PAGE TEXT:
——

|
|
Contact
Jeffrey S. Weil at Hundreds of articles and links regarding almost every aspect of corporate real estate. Need Office Space? We can Help. Click here |
I-680
Corridor/Tri-Valley Office Market – Is it Office Melt-down or Just a Blip?
By:
Jeffrey S. Weil, MCR.h,
CCIM, SIOR
Senior Vice President
Colliers International
ph 925.279.5590 f 925.279.0450
jweil@colliersparrish.com
www.officetimes.com
When
I first got into the office leasing business, way back even before game boys and
cell phones, the market was in the tank but I was so green I didn’t know it.
Class A space in Walnut Creek was 75 cents a foot, and a $6 tenant
improvement allowance could redo your whole space. The first office lease I ever closed was 2200 square feet at
the Papermill in Emeryville back in December 1976 at a whopping 22 cents a
square foot. Then San Francisco got
tight, vacancies there went down to a half-of-a-percent, and the floodgates of
trans-Bay relocations started. Rents
shot up and we had a huge in-migration of the California state bird, the
Construction Crane with millions of feet of new office space built in the mid
1980’s. We overbuilt all across
the country, and by the late 1980’s we had a 35% vacancy factor.
I remember leasing Nationwide Insurance 72,000 sf at Concord Gateway,
Class A, turn-key at a buck a foot flat for five years.
So we crashed and burned for about 8 years, and then in the mid 90’s
our Eastbay market started to come alive again.
We didn’t build a whole lot at first, but Bishop Ranch and the Hacienda
Brittania projects leased as fast as they could get product up.
Rents went up slowly, and it was a fairly stable market until about three
years ago. E-commerce entered our
world, and Santa Clara and San Mateo Counties turned red hot.
The dotcom invasion took over South of Market in San Francisco, and old
converted warehouses barely worth thirty bucks an annual foot were now getting
$65 a foot plus you had to give the landlord stock warrants.
San Mateo rents doubled, and during the past 18 months Tri-Valley office
rents also went through the roof. We
also benefited from the Sunol Grade Syndrome, and the Silicon Valley big boys
like Cisco and Intel saw the Tri-Valley as a very affordable office environment
to help in recruiting and take care of their massive expansion that went on last
year.

——

DATA:
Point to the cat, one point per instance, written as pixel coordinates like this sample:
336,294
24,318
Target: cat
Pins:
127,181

——

Reproduce the Tri-Valley office market article from "Class A space" to "for five years.", with "Walnut Creek" replaced by "Pleasant Hill". The listing is separate material and does not belong to the article on the Tri-Valley office market.

Class A space in Pleasant Hill was 75 cents a foot, and a $6 tenant
improvement allowance could redo your whole space. The first office lease I ever closed was 2200 square feet at
the Papermill in Emeryville back in December 1976 at a whopping 22 cents a
square foot. Then San Francisco got
tight, vacancies there went down to a half-of-a-percent, and the floodgates of
trans-Bay relocations started. Rents
shot up and we had a huge in-migration of the California state bird, the
Construction Crane with millions of feet of new office space built in the mid
1980’s. We overbuilt all across
the country, and by the late 1980’s we had a 35% vacancy factor.
I remember leasing Nationwide Insurance 72,000 sf at Concord Gateway,
Class A, turn-key at a buck a foot flat for five years.